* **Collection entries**
[BEGIN]

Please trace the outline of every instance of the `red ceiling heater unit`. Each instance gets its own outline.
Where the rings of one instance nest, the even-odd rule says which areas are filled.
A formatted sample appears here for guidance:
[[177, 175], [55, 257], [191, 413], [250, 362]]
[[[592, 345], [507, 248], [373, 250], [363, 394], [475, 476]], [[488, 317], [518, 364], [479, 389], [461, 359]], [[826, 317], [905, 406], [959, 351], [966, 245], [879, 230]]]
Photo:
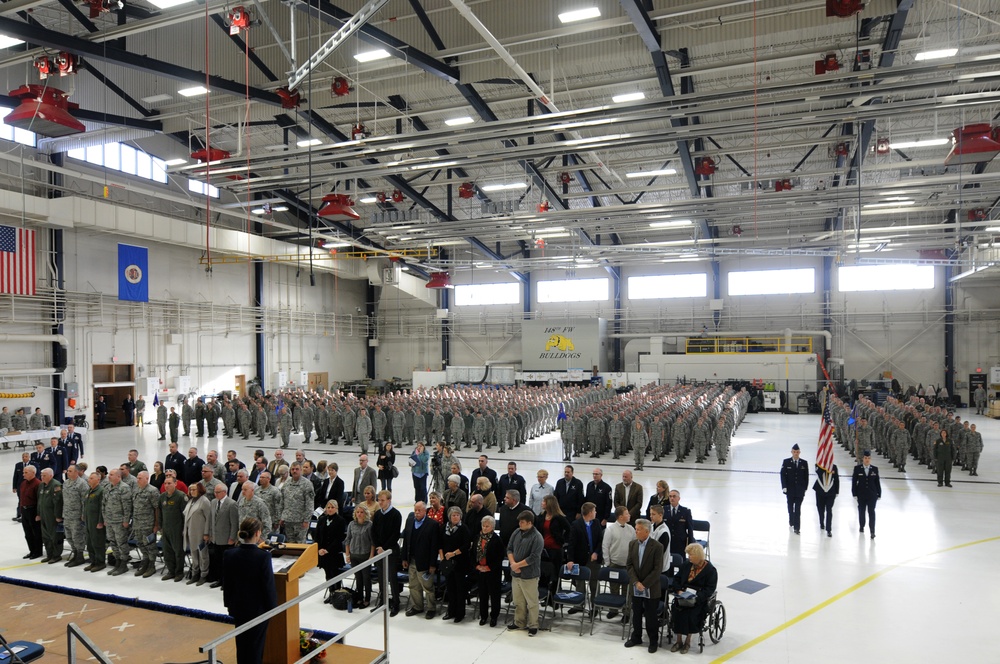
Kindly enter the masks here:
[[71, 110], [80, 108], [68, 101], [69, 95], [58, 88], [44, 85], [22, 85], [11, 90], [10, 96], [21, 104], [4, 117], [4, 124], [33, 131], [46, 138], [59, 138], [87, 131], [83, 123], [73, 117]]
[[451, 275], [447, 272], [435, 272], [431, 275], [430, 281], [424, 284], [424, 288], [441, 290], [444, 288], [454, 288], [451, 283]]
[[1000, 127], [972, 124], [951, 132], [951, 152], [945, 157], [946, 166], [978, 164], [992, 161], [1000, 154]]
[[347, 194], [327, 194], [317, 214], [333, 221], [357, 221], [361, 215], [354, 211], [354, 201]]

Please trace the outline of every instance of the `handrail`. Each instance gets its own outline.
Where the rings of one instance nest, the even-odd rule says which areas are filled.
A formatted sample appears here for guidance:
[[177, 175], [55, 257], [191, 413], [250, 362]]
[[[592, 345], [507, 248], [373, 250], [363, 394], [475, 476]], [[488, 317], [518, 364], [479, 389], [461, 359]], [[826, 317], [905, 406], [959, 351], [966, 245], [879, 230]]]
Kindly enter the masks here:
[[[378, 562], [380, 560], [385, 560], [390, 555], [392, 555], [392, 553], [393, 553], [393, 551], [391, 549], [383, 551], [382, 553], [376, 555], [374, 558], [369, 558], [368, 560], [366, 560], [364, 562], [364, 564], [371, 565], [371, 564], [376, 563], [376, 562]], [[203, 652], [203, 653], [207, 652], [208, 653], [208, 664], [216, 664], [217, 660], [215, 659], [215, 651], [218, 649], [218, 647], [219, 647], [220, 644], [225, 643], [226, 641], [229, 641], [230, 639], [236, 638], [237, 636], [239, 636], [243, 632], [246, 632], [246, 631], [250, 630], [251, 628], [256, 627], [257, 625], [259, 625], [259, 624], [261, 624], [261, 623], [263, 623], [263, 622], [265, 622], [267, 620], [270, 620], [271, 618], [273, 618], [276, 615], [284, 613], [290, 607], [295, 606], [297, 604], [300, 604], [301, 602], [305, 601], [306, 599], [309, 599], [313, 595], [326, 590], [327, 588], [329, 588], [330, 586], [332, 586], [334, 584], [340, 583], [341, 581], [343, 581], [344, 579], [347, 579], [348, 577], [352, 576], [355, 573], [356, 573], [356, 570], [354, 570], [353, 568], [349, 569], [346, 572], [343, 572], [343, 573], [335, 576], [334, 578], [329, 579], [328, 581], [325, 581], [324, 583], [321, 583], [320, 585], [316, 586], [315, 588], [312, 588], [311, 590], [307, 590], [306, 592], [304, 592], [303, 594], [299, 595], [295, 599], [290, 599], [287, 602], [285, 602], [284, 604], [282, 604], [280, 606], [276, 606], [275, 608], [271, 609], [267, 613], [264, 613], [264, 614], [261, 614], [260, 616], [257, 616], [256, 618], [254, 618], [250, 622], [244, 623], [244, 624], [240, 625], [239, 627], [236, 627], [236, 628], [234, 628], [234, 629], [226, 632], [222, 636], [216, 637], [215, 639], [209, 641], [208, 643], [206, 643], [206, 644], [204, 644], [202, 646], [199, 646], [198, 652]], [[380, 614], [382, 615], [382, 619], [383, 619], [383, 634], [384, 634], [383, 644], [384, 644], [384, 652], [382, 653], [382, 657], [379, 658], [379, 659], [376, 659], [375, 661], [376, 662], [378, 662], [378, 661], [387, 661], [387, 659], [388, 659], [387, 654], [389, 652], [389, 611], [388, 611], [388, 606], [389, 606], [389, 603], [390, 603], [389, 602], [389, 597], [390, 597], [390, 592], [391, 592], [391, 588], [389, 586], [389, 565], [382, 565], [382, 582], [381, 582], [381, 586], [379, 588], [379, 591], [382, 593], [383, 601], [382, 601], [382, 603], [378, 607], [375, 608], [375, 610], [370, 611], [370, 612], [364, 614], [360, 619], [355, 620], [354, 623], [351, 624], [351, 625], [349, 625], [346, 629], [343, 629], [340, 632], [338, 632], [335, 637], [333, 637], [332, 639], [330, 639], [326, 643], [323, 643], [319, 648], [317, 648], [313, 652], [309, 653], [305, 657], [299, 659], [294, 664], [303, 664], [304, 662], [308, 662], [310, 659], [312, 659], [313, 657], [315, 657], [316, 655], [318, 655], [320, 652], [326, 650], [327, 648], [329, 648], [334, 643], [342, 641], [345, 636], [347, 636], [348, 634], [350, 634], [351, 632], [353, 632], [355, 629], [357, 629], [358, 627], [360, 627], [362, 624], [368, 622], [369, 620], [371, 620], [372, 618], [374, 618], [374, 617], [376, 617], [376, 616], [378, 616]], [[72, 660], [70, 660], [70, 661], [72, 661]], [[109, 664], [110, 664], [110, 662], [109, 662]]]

[END]

Find every line in the data above that contains the word "gets" and copy each one in full. Match case exactly.

* **THE RESULT**
Please trace the outline of every instance of the `red ceiling heater unit`. Each instance gets its own outline.
Please trace the outline of every instance of the `handrail`. Each instance gets its own outline.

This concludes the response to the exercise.